To be sure, it’s an entertaining binge-watch, full of distinctive characters – all inhabiting familiar, even stereotypical roles in the narrative – who are each given a degree of validation, both in writing and performance, as the show unspools its narrative. At the same time, it makes for a fairly bleak overall view of humanity, in which it’s difficult to place our loyalties with anyone without also embracing a kind of “dog eat dog” morality in which nobody is truly innocent – but nobody is completely to blame for their sins, anyway.
In this way, it’s a show that lets us off the hook in the sense that it places the idea of ethical guilt within a framework of relative evils, as it permits us to forgive our own trespasses by accepting its “lovably” amoral characters, each of whom has their own reasons and justifications for what they do. We relate, but we can’t quite shake the notion that, if all these people hadn’t been so caught up in their own personal dramas, none of them would have ended up in the compromised morality that they’re in.
However, it’s not some bleak morality play that Levy and crew undertake; rather, it’s more an egalitarian fantasy in which even “bad” choices feel justified by inevitability. Everybody’s motivations make enough sense to us that it’s hard to judge any of the characters for making the choices – however unwise – that they do. In a system where everyone is forced to compromise themselves in order to achieve whatever dream of self-fulfillment they may have, how can anybody really blame themselves for doing what they have to do to survive?

§ **PROBLEMS TO SOLVE**:
- a) Answer these questions from the show review:
(i) What kind of morality does the review say one must embrace to place loyalties with anyone?
(ii) Who does the review name as undertaking the show?
(iii) Rather than a bleak morality play, what does the review call the show?
- b) Print the stretch of the show review from "However, it’s not" through "do to survive?".

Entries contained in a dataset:
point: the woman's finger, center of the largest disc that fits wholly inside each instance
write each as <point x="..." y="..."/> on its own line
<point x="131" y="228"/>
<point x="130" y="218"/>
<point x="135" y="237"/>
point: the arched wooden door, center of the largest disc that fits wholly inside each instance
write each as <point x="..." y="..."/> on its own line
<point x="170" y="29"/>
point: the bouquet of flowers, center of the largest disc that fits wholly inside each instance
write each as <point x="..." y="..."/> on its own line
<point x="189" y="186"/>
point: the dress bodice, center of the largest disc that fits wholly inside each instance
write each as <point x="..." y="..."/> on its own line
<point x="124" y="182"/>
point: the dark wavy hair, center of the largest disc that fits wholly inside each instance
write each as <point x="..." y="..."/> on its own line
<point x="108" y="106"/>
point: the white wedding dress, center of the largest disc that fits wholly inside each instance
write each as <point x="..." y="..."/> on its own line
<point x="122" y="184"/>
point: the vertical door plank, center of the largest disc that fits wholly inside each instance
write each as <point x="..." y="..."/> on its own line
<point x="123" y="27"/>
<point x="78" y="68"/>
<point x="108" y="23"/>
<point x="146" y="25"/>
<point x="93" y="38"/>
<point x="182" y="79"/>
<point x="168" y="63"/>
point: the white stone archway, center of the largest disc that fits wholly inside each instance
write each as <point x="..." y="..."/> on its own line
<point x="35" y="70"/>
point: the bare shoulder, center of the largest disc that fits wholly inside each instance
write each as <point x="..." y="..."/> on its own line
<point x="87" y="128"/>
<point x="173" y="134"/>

§ **RESPONSES TO THE EXERCISE**:
- a)
(i) A "dog eat dog" morality in which nobody is truly innocent.
(ii) Levy and crew.
(iii) An egalitarian fantasy in which even "bad" choices feel justified by inevitability.

- b)
However, it’s not some bleak morality play that Levy and crew undertake; rather, it’s more an egalitarian fantasy in which even “bad” choices feel justified by inevitability. Everybody’s motivations make enough sense to us that it’s hard to judge any of the characters for making the choices – however unwise – that they do. In a system where everyone is forced to compromise themselves in order to achieve whatever dream of self-fulfillment they may have, how can anybody really blame themselves for doing what they have to do to survive?